» **Available data**
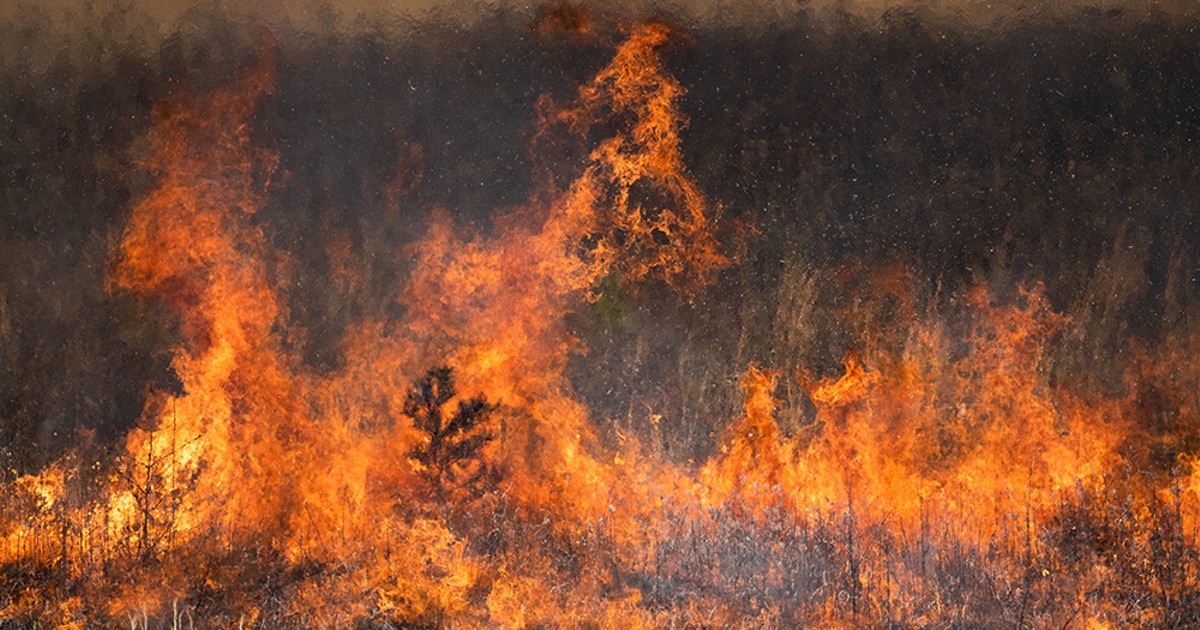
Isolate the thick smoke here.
[0,2,1200,470]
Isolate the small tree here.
[404,366,496,500]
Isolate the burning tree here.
[404,366,496,500]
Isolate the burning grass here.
[0,9,1200,628]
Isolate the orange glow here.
[0,16,1200,628]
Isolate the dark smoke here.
[0,4,1200,470]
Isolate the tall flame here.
[0,17,1200,626]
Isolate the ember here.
[0,4,1200,628]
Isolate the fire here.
[0,13,1200,628]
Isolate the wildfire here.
[0,14,1200,628]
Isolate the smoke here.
[0,0,1200,477]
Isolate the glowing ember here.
[0,5,1200,628]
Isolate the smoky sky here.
[0,0,1200,470]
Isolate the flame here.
[0,17,1200,628]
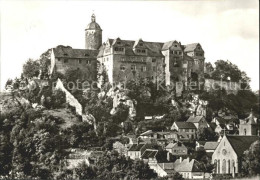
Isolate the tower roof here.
[86,14,102,30]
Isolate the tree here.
[23,59,40,78]
[241,140,260,176]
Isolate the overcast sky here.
[0,0,259,90]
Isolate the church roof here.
[53,47,98,59]
[226,135,259,156]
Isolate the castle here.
[50,14,205,85]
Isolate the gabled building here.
[186,115,209,129]
[165,142,188,155]
[153,158,204,179]
[127,144,151,160]
[171,121,197,139]
[212,134,259,176]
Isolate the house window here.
[141,66,146,72]
[114,47,124,52]
[131,65,136,71]
[120,65,125,71]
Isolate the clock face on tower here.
[222,149,227,155]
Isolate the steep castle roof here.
[86,14,102,30]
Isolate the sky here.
[0,0,259,90]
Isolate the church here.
[50,14,205,85]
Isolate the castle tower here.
[85,14,102,50]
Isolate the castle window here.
[120,65,126,71]
[131,65,136,71]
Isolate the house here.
[204,141,219,153]
[195,141,206,151]
[212,134,259,176]
[171,121,197,139]
[113,141,127,155]
[186,115,209,129]
[165,142,188,155]
[239,111,260,136]
[127,144,151,160]
[152,157,204,179]
[141,149,158,164]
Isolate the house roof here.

» **What is expected**
Extract every line of the data above verbatim and leave the pictures out.

» **Expected answer**
Isolate the thick smoke here.
[0,2,1200,470]
Isolate the small tree here.
[404,366,496,500]
Isolate the burning tree here.
[404,366,496,500]
Isolate the burning grass here.
[0,9,1200,628]
Isolate the orange glow here.
[0,16,1200,628]
Isolate the dark smoke here.
[0,4,1200,470]
Isolate the tall flame here.
[0,17,1200,626]
Isolate the ember here.
[0,4,1200,628]
Isolate the fire here.
[0,13,1200,628]
Isolate the wildfire here.
[0,14,1200,628]
Isolate the smoke here.
[0,0,1200,477]
Isolate the glowing ember here.
[0,5,1200,628]
Isolate the smoky sky here.
[0,0,1200,470]
Isolate the flame here.
[0,17,1200,628]
Isolate the tower roof here.
[86,14,102,30]
Isolate the tree here.
[23,59,40,78]
[241,140,260,176]
Isolate the overcast sky here.
[0,0,259,90]
Isolate the church roof here.
[53,47,98,59]
[226,135,259,156]
Isolate the castle here.
[50,14,205,85]
Isolate the gabled building here.
[186,115,209,129]
[165,142,188,155]
[153,158,204,179]
[127,144,151,160]
[171,121,197,139]
[212,134,259,176]
Isolate the house window here.
[141,66,146,72]
[114,47,124,52]
[131,65,136,71]
[120,65,125,71]
Isolate the clock face on tower here.
[222,149,227,155]
Isolate the steep castle roof here.
[86,14,102,30]
Isolate the sky here.
[0,0,259,90]
Isolate the church here.
[50,14,205,85]
Isolate the castle tower here.
[85,14,102,50]
Isolate the castle window here.
[120,65,126,71]
[131,65,136,71]
Isolate the house here.
[204,141,219,153]
[195,141,206,151]
[212,134,259,176]
[171,121,197,139]
[113,141,127,155]
[186,115,209,129]
[165,142,188,155]
[239,111,260,136]
[127,144,151,160]
[152,157,204,179]
[141,149,158,164]
Isolate the house roof here.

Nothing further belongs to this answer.